(Records from a point labeling set)
┄┄┄┄┄┄┄┄┄┄┄┄┄┄┄┄┄┄┄┄

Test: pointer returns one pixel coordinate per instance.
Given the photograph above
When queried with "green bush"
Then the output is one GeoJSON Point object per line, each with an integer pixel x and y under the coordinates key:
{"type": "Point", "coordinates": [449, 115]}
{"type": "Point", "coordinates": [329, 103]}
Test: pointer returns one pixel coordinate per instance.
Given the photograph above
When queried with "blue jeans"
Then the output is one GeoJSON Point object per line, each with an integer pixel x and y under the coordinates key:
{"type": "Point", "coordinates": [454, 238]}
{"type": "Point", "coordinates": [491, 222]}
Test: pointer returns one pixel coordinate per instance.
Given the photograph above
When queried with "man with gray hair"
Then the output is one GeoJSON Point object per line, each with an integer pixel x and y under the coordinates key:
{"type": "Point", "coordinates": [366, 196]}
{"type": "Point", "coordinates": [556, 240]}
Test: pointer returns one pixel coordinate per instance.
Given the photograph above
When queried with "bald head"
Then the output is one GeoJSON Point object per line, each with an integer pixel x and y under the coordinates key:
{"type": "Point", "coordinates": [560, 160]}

┄┄┄┄┄┄┄┄┄┄┄┄┄┄┄┄┄┄┄┄

§ **Required task**
Reproduce every line of the entries above, including the requests. Multiply each pixel coordinate in the answers by 0.8 and round to the nearest whole number, with halves rounded up.

§ **Written reply**
Test: pointer returns one pixel coordinate per instance.
Given the photograph above
When queried with "green bush"
Then the output is one GeoJSON Point object per line, each with an integer pixel x and y under the coordinates key:
{"type": "Point", "coordinates": [359, 92]}
{"type": "Point", "coordinates": [263, 82]}
Test: pointer returns one pixel coordinate per instance.
Given the photograph above
When queried with "blue jeans"
Then the output is one GeoJSON Point object per line, each with an integer pixel x and y under the coordinates key:
{"type": "Point", "coordinates": [363, 190]}
{"type": "Point", "coordinates": [393, 178]}
Test: pointer returns one pixel coordinate per instance.
Given the photograph above
When queried with "man with gray hair"
Then the output is one GeoJSON Point object per line, each with an integer pixel x and y under the coordinates key:
{"type": "Point", "coordinates": [293, 157]}
{"type": "Point", "coordinates": [445, 192]}
Test: pointer returns one pixel coordinate per instance.
Given the photograph above
When queried with "bald head"
Then the output is one GeoJSON Point object per line, each with an integer pixel x and y under the coordinates key:
{"type": "Point", "coordinates": [448, 128]}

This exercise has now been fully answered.